▸ **Stated goal**: Each line from the one that contains "spot the street sign pole" to the end of the material must be set down exactly, and no line before it.

▸ **Items from a data source**:
★ ★ ★ ★ ★ ★ ★

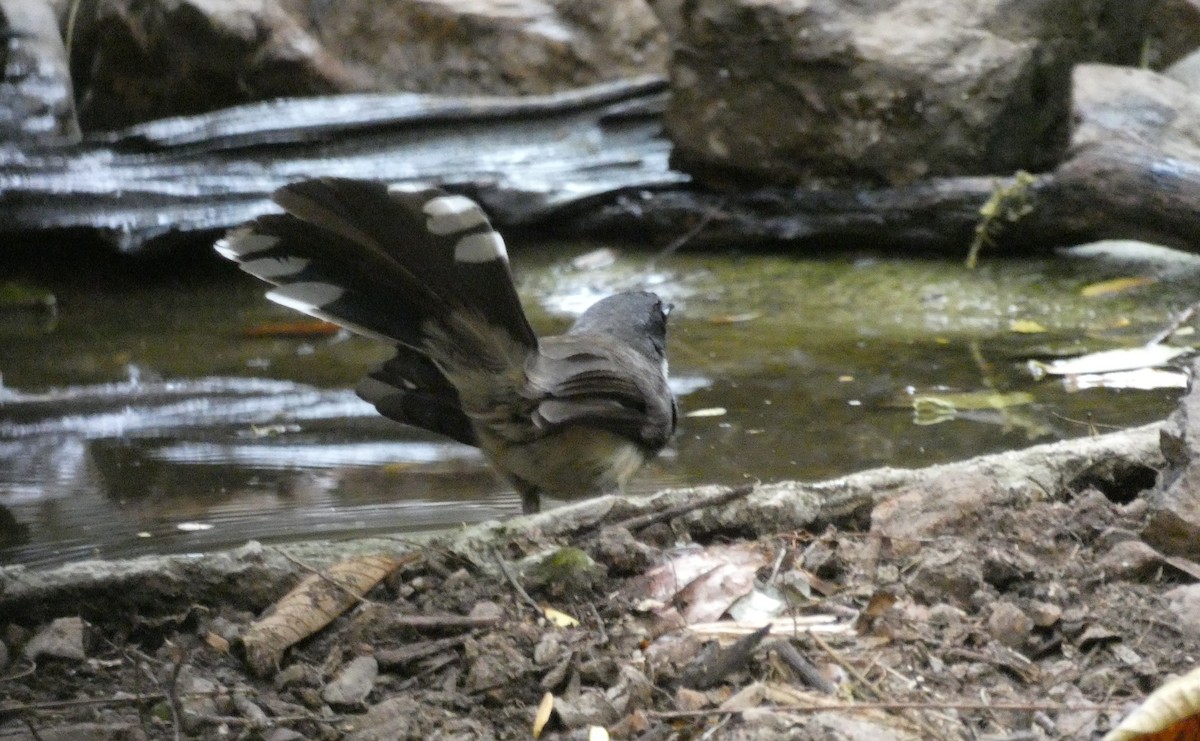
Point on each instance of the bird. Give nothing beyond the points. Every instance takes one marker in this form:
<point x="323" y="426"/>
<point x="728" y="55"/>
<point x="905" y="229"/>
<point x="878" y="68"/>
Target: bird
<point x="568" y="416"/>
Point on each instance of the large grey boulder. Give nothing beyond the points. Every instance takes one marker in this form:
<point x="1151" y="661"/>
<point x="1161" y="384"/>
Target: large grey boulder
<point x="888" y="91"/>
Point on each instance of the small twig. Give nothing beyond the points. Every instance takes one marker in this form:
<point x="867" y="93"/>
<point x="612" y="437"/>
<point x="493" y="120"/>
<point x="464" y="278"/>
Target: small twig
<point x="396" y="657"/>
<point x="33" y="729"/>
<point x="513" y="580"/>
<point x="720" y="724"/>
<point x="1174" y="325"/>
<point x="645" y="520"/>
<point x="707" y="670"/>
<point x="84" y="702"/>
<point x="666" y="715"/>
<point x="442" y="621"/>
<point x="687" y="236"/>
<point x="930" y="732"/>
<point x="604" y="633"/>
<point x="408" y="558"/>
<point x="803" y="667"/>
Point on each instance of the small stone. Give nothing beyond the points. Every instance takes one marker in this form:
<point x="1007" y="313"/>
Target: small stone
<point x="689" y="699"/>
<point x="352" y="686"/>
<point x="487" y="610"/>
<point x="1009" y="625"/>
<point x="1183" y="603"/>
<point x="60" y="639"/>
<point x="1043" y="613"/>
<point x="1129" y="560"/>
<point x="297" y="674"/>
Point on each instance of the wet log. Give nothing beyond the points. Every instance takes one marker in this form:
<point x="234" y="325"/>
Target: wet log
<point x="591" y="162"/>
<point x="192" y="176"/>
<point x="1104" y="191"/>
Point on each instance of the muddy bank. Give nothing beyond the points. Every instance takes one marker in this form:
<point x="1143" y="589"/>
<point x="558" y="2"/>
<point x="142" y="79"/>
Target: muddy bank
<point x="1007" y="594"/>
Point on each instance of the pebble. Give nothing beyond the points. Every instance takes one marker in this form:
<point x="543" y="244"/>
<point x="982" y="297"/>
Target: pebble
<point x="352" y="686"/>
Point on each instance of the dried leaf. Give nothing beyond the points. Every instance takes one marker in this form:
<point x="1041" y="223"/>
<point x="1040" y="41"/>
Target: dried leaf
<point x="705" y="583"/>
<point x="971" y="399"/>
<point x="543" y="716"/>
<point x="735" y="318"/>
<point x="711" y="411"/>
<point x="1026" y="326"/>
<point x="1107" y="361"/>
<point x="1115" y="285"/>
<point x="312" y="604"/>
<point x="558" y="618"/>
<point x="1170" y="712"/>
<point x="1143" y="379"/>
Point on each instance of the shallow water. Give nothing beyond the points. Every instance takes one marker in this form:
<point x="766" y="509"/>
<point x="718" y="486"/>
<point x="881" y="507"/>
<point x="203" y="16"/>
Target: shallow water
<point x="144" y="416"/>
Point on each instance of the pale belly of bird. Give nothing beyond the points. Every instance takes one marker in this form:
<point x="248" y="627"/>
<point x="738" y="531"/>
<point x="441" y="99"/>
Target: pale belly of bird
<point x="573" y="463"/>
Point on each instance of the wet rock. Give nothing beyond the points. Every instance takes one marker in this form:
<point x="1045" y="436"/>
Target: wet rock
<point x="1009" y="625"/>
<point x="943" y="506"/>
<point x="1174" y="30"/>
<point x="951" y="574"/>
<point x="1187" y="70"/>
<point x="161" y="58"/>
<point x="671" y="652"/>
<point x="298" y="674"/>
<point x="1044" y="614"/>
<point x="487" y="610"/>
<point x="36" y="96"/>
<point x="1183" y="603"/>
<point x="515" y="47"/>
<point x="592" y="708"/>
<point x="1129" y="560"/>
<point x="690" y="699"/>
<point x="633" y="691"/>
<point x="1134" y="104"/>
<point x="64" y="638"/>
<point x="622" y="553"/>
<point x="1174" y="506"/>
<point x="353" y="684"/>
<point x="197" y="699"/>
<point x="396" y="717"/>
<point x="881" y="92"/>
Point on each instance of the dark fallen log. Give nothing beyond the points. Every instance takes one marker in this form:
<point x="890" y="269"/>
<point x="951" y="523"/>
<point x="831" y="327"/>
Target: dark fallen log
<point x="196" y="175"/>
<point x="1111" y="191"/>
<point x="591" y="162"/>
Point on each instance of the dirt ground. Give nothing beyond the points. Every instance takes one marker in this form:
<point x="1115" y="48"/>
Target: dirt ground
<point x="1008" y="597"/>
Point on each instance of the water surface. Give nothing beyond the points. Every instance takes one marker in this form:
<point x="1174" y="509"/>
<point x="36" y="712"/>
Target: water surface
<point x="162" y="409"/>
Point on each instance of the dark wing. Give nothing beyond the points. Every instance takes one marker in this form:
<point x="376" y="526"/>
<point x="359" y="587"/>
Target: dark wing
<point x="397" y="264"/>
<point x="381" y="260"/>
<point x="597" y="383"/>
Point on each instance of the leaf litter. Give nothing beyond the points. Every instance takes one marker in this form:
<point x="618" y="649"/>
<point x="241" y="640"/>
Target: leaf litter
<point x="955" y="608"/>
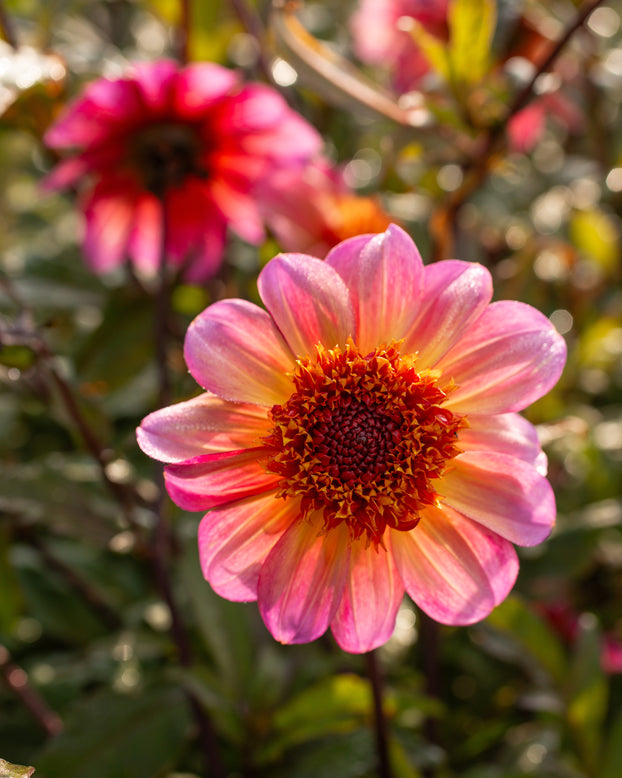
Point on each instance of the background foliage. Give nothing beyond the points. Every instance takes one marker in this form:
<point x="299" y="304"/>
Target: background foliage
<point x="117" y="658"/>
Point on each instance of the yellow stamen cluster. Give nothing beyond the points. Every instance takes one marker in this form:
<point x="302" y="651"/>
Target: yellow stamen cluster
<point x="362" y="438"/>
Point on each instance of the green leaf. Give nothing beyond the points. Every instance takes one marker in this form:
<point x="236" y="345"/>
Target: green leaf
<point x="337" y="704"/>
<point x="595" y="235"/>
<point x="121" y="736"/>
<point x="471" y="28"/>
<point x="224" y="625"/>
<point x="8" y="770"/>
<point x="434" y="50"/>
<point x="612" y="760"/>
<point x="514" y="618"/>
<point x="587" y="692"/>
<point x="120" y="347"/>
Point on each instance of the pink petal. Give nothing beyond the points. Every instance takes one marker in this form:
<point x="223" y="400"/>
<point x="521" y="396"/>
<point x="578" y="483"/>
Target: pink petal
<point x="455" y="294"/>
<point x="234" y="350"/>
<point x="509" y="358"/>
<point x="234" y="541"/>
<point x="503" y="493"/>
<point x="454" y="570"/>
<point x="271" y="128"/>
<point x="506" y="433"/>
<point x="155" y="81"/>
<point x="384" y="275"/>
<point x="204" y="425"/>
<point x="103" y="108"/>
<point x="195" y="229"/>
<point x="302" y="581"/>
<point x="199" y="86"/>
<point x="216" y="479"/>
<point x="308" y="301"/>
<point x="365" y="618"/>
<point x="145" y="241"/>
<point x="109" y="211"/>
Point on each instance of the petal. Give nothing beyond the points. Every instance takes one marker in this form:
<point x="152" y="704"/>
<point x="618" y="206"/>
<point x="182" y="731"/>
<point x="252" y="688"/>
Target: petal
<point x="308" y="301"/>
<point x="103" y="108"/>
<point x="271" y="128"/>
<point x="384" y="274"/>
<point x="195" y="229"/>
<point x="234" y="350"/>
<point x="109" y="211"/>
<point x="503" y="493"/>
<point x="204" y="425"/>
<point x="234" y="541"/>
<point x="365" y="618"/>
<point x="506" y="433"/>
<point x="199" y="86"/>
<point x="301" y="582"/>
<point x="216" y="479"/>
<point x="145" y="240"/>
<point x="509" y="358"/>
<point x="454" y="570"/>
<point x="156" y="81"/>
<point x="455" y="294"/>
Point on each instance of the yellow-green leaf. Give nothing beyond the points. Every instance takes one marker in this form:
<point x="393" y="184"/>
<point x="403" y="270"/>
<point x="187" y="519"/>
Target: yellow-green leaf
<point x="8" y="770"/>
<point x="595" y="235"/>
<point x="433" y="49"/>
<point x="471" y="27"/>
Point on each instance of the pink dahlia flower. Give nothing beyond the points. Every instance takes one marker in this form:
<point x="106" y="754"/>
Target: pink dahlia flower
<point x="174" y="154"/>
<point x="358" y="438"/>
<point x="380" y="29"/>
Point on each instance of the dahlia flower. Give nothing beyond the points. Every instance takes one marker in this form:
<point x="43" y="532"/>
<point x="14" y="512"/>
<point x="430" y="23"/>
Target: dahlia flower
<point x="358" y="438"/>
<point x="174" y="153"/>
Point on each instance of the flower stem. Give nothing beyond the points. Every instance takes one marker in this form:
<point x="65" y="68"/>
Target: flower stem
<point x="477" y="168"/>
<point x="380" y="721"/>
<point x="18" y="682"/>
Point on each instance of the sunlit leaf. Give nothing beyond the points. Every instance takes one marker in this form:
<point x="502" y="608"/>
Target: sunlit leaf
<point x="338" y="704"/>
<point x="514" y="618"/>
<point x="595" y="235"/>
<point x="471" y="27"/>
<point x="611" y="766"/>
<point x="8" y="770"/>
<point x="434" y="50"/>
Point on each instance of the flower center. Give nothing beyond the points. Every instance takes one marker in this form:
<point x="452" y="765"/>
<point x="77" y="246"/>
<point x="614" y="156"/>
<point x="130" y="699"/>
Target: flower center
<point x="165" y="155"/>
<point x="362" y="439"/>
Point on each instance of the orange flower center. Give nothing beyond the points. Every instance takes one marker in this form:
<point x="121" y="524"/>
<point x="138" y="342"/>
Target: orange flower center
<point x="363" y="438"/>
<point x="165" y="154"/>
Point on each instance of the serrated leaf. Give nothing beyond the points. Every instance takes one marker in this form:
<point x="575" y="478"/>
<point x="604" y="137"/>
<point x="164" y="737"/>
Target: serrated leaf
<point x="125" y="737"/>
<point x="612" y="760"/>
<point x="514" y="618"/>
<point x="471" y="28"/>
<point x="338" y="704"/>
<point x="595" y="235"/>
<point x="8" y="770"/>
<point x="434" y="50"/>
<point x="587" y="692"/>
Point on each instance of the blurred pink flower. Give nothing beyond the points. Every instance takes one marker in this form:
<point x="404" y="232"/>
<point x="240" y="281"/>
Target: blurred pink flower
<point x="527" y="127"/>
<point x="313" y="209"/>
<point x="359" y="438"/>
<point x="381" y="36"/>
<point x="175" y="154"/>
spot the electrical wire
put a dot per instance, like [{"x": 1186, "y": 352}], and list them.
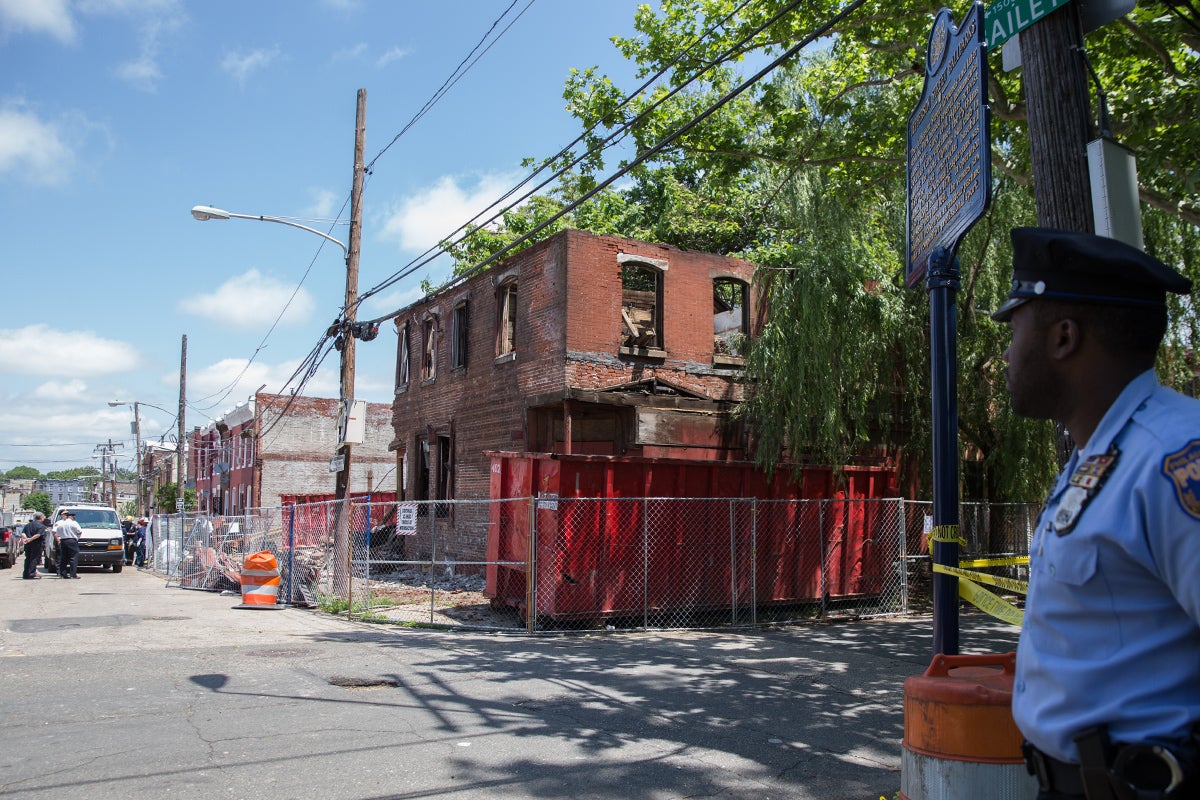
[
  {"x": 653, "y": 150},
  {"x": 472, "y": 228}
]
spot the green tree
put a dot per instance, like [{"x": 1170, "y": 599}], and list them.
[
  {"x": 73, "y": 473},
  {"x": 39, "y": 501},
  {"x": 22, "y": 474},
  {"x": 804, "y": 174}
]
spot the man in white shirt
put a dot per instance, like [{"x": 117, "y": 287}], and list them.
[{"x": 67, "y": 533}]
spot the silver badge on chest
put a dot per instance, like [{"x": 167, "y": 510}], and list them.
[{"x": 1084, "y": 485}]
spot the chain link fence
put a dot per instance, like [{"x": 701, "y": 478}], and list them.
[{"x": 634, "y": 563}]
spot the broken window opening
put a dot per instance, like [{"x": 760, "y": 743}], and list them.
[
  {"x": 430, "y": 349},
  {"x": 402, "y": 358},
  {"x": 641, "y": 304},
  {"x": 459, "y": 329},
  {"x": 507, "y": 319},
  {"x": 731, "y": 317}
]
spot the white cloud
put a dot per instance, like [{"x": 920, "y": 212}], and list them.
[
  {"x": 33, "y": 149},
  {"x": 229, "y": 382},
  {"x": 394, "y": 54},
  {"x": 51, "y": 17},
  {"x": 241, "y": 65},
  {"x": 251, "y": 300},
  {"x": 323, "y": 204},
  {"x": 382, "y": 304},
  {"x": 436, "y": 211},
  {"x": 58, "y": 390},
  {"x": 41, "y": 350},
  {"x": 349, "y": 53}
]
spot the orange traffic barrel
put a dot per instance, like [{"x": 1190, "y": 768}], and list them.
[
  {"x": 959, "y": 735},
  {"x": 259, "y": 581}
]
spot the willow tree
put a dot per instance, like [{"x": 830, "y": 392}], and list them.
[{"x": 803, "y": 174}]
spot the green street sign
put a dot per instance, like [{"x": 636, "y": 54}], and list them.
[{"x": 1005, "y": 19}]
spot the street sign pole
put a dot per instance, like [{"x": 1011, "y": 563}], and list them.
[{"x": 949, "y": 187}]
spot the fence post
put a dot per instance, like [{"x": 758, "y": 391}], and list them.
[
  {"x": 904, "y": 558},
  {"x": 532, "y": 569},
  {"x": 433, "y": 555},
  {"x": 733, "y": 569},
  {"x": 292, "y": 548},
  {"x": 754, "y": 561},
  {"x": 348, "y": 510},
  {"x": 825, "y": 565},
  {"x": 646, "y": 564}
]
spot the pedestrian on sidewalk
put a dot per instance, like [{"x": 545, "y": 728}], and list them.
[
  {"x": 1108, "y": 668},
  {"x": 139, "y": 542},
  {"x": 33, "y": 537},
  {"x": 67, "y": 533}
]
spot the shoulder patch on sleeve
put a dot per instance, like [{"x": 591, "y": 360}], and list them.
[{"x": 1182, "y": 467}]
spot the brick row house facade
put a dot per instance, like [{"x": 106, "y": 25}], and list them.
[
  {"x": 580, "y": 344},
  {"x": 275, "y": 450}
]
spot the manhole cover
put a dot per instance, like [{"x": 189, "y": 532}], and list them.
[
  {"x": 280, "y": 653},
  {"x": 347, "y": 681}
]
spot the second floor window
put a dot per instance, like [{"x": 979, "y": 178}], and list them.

★ ★ ★ ★ ★ ★ ★

▸ **Completed exercise**:
spot the street sign pole
put a dot per instance, like [{"x": 1011, "y": 563}], and list them.
[{"x": 949, "y": 187}]
spot the fence post
put a dot per instance, like [{"x": 758, "y": 391}], and list them.
[
  {"x": 904, "y": 558},
  {"x": 532, "y": 569},
  {"x": 433, "y": 555},
  {"x": 733, "y": 569},
  {"x": 292, "y": 548},
  {"x": 754, "y": 561},
  {"x": 348, "y": 510},
  {"x": 825, "y": 565},
  {"x": 646, "y": 564}
]
spot the pedestrian on sidewalk
put a dot per instance, like [{"x": 545, "y": 728}], and list them.
[
  {"x": 1108, "y": 668},
  {"x": 139, "y": 542},
  {"x": 33, "y": 537},
  {"x": 67, "y": 533}
]
spot the shoulder patch on sleeve
put a dot per instance, like [{"x": 591, "y": 360}], and list them.
[{"x": 1182, "y": 467}]
spot the brick row house facade
put a dot per instance, like [{"x": 106, "y": 25}], and list them.
[
  {"x": 580, "y": 344},
  {"x": 275, "y": 450}
]
spot the manhole cover
put a dot per instance, like [{"x": 189, "y": 532}], and list them.
[
  {"x": 280, "y": 653},
  {"x": 347, "y": 681}
]
spot the second floor window
put a dot per instance, like [{"x": 979, "y": 178}], and list them.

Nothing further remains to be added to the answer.